Short problem: Rewrite the listing below, substituting "nonzero winding fill" for "even-odd fill" and leaving everything else unchanged. Omit the picture from your answer.
----
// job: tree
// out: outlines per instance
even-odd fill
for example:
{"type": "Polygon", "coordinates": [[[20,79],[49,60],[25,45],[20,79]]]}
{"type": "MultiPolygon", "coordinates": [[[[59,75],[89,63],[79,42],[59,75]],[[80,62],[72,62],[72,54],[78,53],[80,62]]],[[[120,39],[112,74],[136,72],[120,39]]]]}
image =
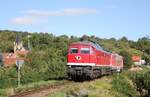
----
In response:
// job: tree
// out: outlines per instance
nonzero winding fill
for example:
{"type": "Polygon", "coordinates": [[[20,79],[49,60],[25,45],[20,79]]]}
{"type": "MultiPolygon", "coordinates": [[[[59,75],[89,63],[79,42],[59,75]],[[80,62],[72,62],[72,54],[78,53],[80,62]]],[[[120,39],[112,74],[136,72],[120,39]]]]}
image =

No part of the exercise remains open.